• [GIVEN TEXT]:
^^^^^^^^

The state of Arizona’s specialty license plate program, which donates proceeds to nonprofit organizations, is directly funneling money to the Alliance Defending Freedom (ADF), a far-right legal nonprofit that has spent years defending homophobes in court and rallying against LGBTQ rights advances.
One of the license plates, which features the text “In God We Trust,” costs $25 — and $17 of each sale is going directly to ADF. The group has hauled in more than $1 million through the program, the state’s Department of Transportation confirmed.
In response, Arizona State Senator Juan Mendez, a Democrat, introduced one bill to ban the “In God We Trust” plates and another bill to require a database identifying all organizations financially involved in profiting from the plates.
Doug Nick, a representative with the Arizona Department of Transportation, distanced the state’s DOT from responsibility in the controversy over the license plates, saying that the program is a product of the state legislature and that the DOT is merely following orders.
“When a plate is authorized by legislative action, ADOT is then directed by law to make the plate available to the public and disburse funds raised through the sale of the plates to the entity that qualifies under the law,” Nick said in an email to Gay City News. “Therefore it is the law, not any ADOT decision, that determines where funds are disbursed.”

^^^^^^^^

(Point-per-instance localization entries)
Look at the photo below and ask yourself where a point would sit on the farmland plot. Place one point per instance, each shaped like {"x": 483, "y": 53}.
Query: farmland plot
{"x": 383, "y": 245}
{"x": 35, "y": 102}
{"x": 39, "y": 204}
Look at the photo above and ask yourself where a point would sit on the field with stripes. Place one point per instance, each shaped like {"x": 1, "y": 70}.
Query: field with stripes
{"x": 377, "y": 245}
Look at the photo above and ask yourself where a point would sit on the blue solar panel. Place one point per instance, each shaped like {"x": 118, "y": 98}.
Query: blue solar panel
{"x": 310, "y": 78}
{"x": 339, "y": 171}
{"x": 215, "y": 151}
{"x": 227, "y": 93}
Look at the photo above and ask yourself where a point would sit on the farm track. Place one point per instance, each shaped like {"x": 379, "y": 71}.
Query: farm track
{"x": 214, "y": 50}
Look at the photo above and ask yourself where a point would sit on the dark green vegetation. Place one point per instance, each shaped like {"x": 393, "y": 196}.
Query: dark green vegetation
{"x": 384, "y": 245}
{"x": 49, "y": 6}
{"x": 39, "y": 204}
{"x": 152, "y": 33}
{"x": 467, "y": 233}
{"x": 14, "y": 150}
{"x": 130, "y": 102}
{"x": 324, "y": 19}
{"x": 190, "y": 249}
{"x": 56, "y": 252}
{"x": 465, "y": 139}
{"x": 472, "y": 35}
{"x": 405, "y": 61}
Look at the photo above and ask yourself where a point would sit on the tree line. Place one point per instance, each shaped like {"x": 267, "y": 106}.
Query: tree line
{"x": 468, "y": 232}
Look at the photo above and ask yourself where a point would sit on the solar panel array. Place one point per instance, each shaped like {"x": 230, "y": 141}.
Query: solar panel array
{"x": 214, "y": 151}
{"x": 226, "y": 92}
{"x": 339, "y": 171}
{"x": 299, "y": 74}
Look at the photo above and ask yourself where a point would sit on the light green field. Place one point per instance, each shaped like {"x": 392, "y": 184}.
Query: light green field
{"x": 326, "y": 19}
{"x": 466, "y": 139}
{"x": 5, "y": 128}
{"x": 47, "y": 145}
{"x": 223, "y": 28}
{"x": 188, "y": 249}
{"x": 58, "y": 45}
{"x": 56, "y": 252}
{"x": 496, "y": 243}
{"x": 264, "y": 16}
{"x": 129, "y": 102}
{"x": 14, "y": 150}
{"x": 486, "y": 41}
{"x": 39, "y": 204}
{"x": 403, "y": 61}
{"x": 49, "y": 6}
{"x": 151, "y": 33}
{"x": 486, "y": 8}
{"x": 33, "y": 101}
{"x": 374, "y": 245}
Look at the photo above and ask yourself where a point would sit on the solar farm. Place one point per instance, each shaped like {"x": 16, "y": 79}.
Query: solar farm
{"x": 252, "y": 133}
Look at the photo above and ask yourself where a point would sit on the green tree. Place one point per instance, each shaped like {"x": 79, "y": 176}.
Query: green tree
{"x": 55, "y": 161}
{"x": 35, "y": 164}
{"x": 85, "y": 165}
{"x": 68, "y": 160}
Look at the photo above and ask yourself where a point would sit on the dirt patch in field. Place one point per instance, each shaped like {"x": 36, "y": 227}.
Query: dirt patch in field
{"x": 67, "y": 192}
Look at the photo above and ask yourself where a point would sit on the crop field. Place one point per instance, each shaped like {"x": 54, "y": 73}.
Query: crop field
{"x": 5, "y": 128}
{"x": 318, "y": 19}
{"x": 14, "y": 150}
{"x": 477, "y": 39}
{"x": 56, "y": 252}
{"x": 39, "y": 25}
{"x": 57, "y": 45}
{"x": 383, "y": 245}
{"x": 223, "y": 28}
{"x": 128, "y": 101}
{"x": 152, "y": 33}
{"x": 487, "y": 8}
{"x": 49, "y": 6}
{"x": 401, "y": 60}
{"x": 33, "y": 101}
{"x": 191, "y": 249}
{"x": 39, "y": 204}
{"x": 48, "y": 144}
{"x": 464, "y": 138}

^^^^^^^^

• [TASK SET]:
[A] In the article on Arizona's specialty license plates, how much of each "In God We Trust" plate sale goes to the Alliance Defending Freedom?
[B] Retype the stretch of the article on Arizona's specialty license plates from "The state of" through "of Transportation confirmed.".
[C] List every dollar amount given in the article on Arizona's specialty license plates.

• [EXERCISE RESULTS]:
[A] $17 of each $25 sale.

[B]
The state of Arizona’s specialty license plate program, which donates proceeds to nonprofit organizations, is directly funneling money to the Alliance Defending Freedom (ADF), a far-right legal nonprofit that has spent years defending homophobes in court and rallying against LGBTQ rights advances.
One of the license plates, which features the text “In God We Trust,” costs $25 — and $17 of each sale is going directly to ADF. The group has hauled in more than $1 million through the program, the state’s Department of Transportation confirmed.

[C]
$25
$17
more than $1 million